- [To do]
1 > Extract the passage of the webcomic review below between "For instance, my" and "colonies in space.", inclusive, copying it word for word.
2 > In the webcomic review below, what three things does the writer want from any ongoing webcomic series?

- [Document extract]
A real treasure arrived in Friday’s mail. Observe, Volume 1 of the collected edition Karl Kerschl’s magnificent webcomic, “The Abominable Charles Christopher.
It’s probably a good idea, as a general rule, to try to avoid declaring superlative absolutes, such as “this is the greatest webcomic.” But can I get away with saying “When I think ‘greatest webcomic’ this is the strip that pops into my head before I remind myself about the problem with superlative absolutes?” All right, then. There are three things I want from any ongoing webcomic series: terrific art, terrific storytelling, and a regular, reliable publication schedule. Normally I’m happy to get two out of three. “Abominable Charles Christopher” nails the trifecta.
Karl was lovely enough to include a sketch in my copy:
That’s the level of the artwork in this strip, week in and week out. I’ve never bought a print of any of his strips. Why? Because for God’s sake…which one would I choose?
I’ve been a fan of “Abominable” for a year or two. When I stood in my kitchen and unwrapped the book, it was the very first time I’d seen Karl’s strip in printed form, as opposed to on a laptop or iPad screen. I must say, this book shows off the limitations of electronic publishing. Karl’s artwork leaps up to an even higher level. It’s obvious that Karl has in no way “dumbed down” his art to the limitations of a 128 pixel-per-inch laptop screen or a 1000-pixel-wide image area. Seeing these strips in print reminds me of just how much I’ve been missing.
And mind you: I was already blown away by the art. “Abominable” in print is joy, doubled. I’m glad to have this book and I’m eager to recommend that you snag a copy for yourself.
I’m also grateful for the chance to update the “Kind Of Truthful But Not Really” version of my cv.
You have one of these, don’t you? It’s that second, slightly more-impressive cv that you’d never hand to a potential employer, and for an excellent reason: every item on it is technically true but wouldn’t survive a series of careful followup questions.
For instance, my legit cv lists “Wrote an ebook about artificial habitats that was licensed by NASA as student educational material.” True. That happened. If the interviewer asks for details, I would happily and confidently tell them about the 60-page book I wrote about building aquariums and about the relationship between goldfish, gravel, water, air, and vegetation. I got an inquiry from NASA after I published it. After I signed and returned a bunch of forms, they gave it out (for a time) as part of a kit for schoolkids which explained the problems of building colonies in space.

- [Extracted entries]

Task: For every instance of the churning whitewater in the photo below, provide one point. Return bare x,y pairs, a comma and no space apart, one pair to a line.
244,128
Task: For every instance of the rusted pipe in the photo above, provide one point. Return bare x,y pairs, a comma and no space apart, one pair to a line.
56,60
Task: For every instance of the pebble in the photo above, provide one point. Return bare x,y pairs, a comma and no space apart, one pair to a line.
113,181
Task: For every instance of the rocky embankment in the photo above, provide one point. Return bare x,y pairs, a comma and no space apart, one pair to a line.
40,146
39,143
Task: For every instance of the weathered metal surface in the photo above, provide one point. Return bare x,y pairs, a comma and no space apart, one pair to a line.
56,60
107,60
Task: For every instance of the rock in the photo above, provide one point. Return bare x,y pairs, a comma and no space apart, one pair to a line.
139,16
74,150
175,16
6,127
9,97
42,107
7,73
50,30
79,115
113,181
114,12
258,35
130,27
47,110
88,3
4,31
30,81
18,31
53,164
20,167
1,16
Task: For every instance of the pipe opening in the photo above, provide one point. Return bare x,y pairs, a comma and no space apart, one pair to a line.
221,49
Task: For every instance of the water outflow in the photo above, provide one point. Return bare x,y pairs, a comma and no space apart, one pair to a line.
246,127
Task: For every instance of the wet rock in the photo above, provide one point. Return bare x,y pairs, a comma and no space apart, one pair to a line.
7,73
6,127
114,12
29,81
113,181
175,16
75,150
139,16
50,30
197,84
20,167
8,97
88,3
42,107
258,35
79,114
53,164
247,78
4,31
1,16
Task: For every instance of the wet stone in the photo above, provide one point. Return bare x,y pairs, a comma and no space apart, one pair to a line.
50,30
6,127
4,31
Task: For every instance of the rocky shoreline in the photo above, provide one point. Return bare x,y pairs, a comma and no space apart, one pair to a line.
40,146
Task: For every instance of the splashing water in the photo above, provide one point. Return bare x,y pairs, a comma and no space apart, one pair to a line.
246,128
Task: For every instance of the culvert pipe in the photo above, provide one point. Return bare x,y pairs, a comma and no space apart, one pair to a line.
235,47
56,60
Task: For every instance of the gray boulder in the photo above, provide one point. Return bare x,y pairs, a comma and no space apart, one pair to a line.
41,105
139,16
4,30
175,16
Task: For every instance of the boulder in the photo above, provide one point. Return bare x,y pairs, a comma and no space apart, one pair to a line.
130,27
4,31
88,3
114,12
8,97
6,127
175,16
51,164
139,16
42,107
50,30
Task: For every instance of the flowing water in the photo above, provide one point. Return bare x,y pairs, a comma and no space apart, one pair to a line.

- [Set of answers]
1 >
For instance, my legit cv lists “Wrote an ebook about artificial habitats that was licensed by NASA as student educational material.” True. That happened. If the interviewer asks for details, I would happily and confidently tell them about the 60-page book I wrote about building aquariums and about the relationship between goldfish, gravel, water, air, and vegetation. I got an inquiry from NASA after I published it. After I signed and returned a bunch of forms, they gave it out (for a time) as part of a kit for schoolkids which explained the problems of building colonies in space.

2 > Terrific art, terrific storytelling, and a regular, reliable publication schedule.